| To-do list |
a) Which parameters does the function apply_triple_barrier take in the article on the PetroRio trading algorithm?
b) Do these statements agree with the article on the PetroRio trading algorithm? (i) The target stock is PetroRio, ticker PRIO3. (ii) The author checks the price over the next 20 days. (iii) The upper barrier is defined from volatility. For each, answer yes or no and quote the deciding words.
c) Can you extend the article on the PetroRio trading algorithm past its last line?

| Text provided |
---
Machine Learning Algorithm Simple Strategy Applied to Brazilian Oil Stock

5 min readJan 30, 2024

This is my first machine learning-based trading algorithm experience, so I’ve decided to keep things simple.

The Strategy

The strategy consists of using as features other ETFs that are expected to be highly influential/correlated with our target stock price. I’ve chosen a Brazilian oil company producer as the target (PetroRio, ticker: PRIO3), and just two base features, Brent and WTI prices. we can take a look at the yearly rolling correlation of the stock with the oil prices:

We can see that there's a similar behavior with the features, and also that correlation can be a misleading measure, as it varies from negative to positive correlation depending on the period. But, most of the time it seems that there’s a high positive correlation between the PRIO stock price and these features. (really simplistic analysis here).

With this data in hand, we want to train a model to detect peaks in prices to trade the paper, so, we construct our signal based on the three-barrier method:

we calculate the volatility of the stock, and check if in the next x days (I’m using 10 days) the stock price reached 2 volatilities high. if so, this is mapped as an entry signal, as in the code below:

def apply_triple_barrier(price_series, profit_take, holding_period, dates=None):
    events = []

    vol_df = get_daily_volatility(price_series)
    price_series = price_series.reindex(vol_df.index)
    n = len(price_series)

    for i in price_series.index:
        t1 = i  # Set t1 as the current time index
        
        # Calculate volatility as the standard deviation of returns over a lookback window
        #volatility = price_series[i - lookback_window:i].std()
        volatility = vol_df[i]
        # Define upper barrier based on volatility
        upper_barrier = price_series[i] + profit_take * volatility * price_series[i]
        
        # Define the vertical barrier as the specified holding period
        t2 = min(i + holding_period, n - 1)
---
| Record set |
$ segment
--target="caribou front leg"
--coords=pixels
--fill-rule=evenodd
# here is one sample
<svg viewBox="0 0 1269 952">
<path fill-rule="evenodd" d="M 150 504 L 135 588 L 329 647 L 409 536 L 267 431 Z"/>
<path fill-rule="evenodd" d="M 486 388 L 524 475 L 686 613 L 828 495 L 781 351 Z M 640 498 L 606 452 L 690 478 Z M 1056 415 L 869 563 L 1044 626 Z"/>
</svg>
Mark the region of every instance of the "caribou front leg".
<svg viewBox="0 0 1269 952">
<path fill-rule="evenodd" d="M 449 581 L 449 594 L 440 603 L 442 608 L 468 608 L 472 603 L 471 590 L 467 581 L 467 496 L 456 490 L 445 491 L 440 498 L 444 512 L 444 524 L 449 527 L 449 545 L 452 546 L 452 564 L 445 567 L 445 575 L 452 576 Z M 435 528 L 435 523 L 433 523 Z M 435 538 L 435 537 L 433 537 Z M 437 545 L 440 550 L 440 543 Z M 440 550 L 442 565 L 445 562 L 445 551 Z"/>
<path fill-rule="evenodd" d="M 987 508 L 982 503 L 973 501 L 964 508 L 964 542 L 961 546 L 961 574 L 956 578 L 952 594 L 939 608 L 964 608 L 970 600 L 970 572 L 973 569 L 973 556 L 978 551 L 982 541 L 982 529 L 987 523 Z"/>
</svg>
---
| Task answers |
a) price_series, profit_take, holding_period, dates

b)
(i) Yes: "I’ve chosen a Brazilian oil company producer as the target (PetroRio, ticker: PRIO3)"
(ii) No: "I’m using 10 days"
(iii) Yes: "# Define upper barrier based on volatility"

c)
        # Check if price reaches the upper barrier during the holding period
        if price_series[t1+1:t2].max() >= upper_barrier:
            label = 1  # Take-profit label


        else:
            label = 0  # No profit label

        returns = (price_series[t2] - price_series[t1])/price_series[t1]

        

        events.append([i, t2, label, returns, volatility, price_series[i], upper_barrier])  # Storing both i and t2
        
        events_df = pd.DataFrame(events, columns=['i', 't2', 'label', 'returns',"volatility", "buy_price", "upper_barrier"])

    return events_df

with the labels available, we need to adjust the features format to feed the algorithm. I’m using as train and test set data available from yfinance until 2022, and a separate validation set from 2022 to now, to perform the backtest.

backtest_df = df.loc["2022":].reset_index().copy(deep=True)
df = df.loc[:"2021"].reset_index().copy(deep=True)

We are going to build simple moving averages (I’m using 2, 7, 20, and 50 days moving averages) and the volatility of each feature, in a way that each row of the final dataframe has from the past 50 days all the SMAs of and volatilities, like that:

Baseline Model

I’ve chosen as baseline model a Randon Forest classifier, with the following parameters:

model = RandomForestClassifier(n_estimators=100, min_samples_split=100, max_depth=5, random_state=1)

fitting the model to the data and evaluating on test set, we got a precision of 0.83 and recall also 0.83, a pretty good result, and a good-looking confusion matrix:

the amount of false positives is really low, which is exactly what we need in an algorithm like that, we can afford the false negatives because this means we are not entering some of the signals, but if we have a lot of false positives, that is, signals to buy the stock when we shouldn't, we probably gonna lose money.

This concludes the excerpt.